:: Tasks and exercises ::
[1] In the paper summary on out-of-distribution generalization, swap "neural networks" for "deep networks" and write out the stretch from "Out-of-distribution Generalisation is" through "incorrect compositional features." with that change.
[2] Turn the paragraph of the paper summary on out-of-distribution generalization that begins "However, existing research has a critical gap" into a short bulleted list that keeps its main facts.

:: Reading passage ::
- - -

Out-of-distribution Generalisation is Hard: Evidence from ARC-like Tasks¶
Conference: NeurIPS 2025 arXiv: 2505.09716 Code: None Area: Other Keywords: OOD generalisation, compositional generalisation, ARC tasks, inductive bias, feature learning
TL;DR¶
By constructing ARC-like tasks with well-defined OOD metrics, this paper demonstrates that standard neural networks (MLP/CNN/Transformer) fail to achieve compositional OOD generalisation. Moreover, even architectures designed with correct inductive biases that attain near-perfect OOD performance may still learn incorrect compositional features.
Background & Motivation¶
Out-of-distribution (OOD) generalisation is widely regarded as a hallmark of human and animal intelligence. Achieving OOD generalisation through composition requires a system to: 1. Identify input-output mapping properties that are invariant across environments 2. Transfer them to novel inputs
However, existing research has a critical gap: - Testing on OOD settings alone is insufficient to prove that an algorithm has learned compositional structure - One must additionally verify that the identified features are genuinely compositional - When a system performs well on OOD tests, it remains unclear whether it has truly learned the correct compositional rules
The authors' central argument: validating OOD generalisation requires jointly verifying both performance and feature correctness.
Method¶
Overall Architecture¶
- Design two tasks with clearly defined OOD metrics
- Evaluate the OOD capabilities of three standard networks (MLP, CNN, Transformer)

- - -

(Part of a data file)
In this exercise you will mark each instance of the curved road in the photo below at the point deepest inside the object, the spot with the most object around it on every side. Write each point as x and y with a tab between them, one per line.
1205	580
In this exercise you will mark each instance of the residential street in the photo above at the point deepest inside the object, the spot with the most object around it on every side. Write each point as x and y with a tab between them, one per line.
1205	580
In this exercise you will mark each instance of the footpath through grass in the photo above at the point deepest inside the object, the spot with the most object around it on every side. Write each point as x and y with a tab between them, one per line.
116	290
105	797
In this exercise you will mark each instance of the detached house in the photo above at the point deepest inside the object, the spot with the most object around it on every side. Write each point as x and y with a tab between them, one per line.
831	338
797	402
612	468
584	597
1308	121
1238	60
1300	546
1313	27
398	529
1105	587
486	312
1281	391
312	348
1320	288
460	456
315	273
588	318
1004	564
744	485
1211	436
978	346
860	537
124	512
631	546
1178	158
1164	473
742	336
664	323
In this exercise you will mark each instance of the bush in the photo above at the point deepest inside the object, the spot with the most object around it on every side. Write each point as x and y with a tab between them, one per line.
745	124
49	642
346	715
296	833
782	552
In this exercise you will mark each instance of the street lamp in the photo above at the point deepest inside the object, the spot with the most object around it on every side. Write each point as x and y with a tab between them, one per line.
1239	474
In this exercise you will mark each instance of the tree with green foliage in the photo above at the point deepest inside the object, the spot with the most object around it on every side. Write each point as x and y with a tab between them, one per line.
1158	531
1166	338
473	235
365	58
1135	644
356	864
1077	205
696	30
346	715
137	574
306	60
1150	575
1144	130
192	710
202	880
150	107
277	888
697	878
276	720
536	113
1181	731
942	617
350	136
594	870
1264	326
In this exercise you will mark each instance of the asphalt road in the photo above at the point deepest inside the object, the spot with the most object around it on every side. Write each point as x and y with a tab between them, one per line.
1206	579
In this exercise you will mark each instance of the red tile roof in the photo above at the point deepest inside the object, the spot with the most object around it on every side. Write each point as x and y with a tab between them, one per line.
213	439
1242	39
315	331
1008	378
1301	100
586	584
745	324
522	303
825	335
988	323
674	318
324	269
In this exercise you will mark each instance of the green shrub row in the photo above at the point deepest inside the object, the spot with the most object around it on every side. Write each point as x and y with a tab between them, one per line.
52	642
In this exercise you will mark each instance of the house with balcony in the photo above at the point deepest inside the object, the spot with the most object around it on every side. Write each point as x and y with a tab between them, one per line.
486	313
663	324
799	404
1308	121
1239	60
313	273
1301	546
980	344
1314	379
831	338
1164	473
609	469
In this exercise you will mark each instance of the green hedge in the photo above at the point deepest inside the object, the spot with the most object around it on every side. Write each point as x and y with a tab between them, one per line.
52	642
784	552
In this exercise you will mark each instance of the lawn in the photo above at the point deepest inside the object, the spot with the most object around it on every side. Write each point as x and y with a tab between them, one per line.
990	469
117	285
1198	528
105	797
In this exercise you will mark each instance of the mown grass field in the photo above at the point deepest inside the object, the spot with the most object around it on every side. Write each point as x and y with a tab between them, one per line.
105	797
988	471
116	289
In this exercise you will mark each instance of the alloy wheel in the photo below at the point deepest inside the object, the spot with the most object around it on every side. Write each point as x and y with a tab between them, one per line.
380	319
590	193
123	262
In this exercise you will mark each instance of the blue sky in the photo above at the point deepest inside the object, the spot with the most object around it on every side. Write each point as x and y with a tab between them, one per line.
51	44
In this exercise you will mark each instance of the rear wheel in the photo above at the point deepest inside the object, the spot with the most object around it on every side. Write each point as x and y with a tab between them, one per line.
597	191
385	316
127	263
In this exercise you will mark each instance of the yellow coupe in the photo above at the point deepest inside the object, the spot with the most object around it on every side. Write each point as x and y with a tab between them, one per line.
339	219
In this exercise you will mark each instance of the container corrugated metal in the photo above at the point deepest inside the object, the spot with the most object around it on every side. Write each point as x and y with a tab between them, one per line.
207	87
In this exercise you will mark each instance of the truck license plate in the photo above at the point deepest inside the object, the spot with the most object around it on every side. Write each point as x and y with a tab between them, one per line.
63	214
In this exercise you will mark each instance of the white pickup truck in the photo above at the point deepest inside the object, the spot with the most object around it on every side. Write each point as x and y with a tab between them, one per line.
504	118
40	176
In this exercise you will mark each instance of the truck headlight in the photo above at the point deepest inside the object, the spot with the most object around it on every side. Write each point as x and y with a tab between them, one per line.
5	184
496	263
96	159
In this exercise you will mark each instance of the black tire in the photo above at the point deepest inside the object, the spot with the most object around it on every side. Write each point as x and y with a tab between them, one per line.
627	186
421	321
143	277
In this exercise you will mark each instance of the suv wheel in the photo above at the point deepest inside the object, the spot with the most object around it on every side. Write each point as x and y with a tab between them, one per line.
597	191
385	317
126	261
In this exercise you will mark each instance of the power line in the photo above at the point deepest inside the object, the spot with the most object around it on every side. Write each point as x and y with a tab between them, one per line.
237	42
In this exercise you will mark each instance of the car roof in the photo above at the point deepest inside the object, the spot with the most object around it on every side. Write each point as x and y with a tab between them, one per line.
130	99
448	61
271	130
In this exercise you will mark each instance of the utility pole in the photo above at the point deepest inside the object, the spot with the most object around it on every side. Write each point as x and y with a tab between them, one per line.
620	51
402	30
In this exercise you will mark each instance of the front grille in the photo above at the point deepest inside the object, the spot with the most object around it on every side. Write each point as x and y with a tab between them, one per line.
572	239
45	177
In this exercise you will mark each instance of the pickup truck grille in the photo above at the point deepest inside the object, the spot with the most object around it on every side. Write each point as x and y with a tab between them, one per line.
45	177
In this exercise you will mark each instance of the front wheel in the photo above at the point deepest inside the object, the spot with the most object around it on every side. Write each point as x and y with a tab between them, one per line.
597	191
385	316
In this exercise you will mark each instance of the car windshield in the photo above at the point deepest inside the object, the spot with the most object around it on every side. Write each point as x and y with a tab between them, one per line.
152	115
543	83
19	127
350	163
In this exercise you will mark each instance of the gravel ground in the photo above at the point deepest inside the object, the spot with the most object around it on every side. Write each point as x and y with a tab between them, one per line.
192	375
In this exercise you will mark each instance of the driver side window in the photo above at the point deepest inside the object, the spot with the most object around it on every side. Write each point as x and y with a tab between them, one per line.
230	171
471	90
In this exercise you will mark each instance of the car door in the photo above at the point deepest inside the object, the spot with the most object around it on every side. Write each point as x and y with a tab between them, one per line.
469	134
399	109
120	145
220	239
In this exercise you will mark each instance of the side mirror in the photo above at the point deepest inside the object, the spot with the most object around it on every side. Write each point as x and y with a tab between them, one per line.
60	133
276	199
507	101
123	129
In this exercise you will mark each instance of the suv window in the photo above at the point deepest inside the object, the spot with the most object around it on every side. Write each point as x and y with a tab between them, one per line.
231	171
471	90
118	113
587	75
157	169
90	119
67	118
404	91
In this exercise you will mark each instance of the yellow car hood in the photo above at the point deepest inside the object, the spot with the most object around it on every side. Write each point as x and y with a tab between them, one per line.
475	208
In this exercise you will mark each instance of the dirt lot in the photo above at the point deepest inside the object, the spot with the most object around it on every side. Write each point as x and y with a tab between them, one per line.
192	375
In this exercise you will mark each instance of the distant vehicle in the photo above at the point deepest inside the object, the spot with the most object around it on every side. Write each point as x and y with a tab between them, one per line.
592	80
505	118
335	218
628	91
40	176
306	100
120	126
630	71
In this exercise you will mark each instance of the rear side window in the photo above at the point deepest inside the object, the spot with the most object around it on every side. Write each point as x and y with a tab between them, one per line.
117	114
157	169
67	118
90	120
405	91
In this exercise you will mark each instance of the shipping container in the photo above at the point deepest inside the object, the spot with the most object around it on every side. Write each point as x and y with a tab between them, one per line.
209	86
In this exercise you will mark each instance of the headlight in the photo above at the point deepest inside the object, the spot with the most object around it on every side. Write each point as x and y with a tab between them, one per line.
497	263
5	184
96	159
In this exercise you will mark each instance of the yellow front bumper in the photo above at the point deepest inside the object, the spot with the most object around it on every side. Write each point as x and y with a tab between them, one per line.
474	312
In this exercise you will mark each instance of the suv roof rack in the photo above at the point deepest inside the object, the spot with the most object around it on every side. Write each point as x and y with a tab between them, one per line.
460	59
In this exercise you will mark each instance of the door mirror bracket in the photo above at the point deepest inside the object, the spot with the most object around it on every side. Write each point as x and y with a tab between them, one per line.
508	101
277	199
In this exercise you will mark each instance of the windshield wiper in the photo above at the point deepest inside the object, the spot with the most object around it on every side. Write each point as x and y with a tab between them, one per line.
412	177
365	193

- - -

:: Exercise responses ::
[1]
Out-of-distribution Generalisation is Hard: Evidence from ARC-like Tasks¶
Conference: NeurIPS 2025 arXiv: 2505.09716 Code: None Area: Other Keywords: OOD generalisation, compositional generalisation, ARC tasks, inductive bias, feature learning
TL;DR¶
By constructing ARC-like tasks with well-defined OOD metrics, this paper demonstrates that standard deep networks (MLP/CNN/Transformer) fail to achieve compositional OOD generalisation. Moreover, even architectures designed with correct inductive biases that attain near-perfect OOD performance may still learn incorrect compositional features.

[2]
Critical gap in existing research:
- OOD tests alone cannot prove that an algorithm has learned compositional structure.
- The identified features must also be verified as genuinely compositional.
- Strong OOD test performance leaves it unclear whether a system has learned the correct compositional rules.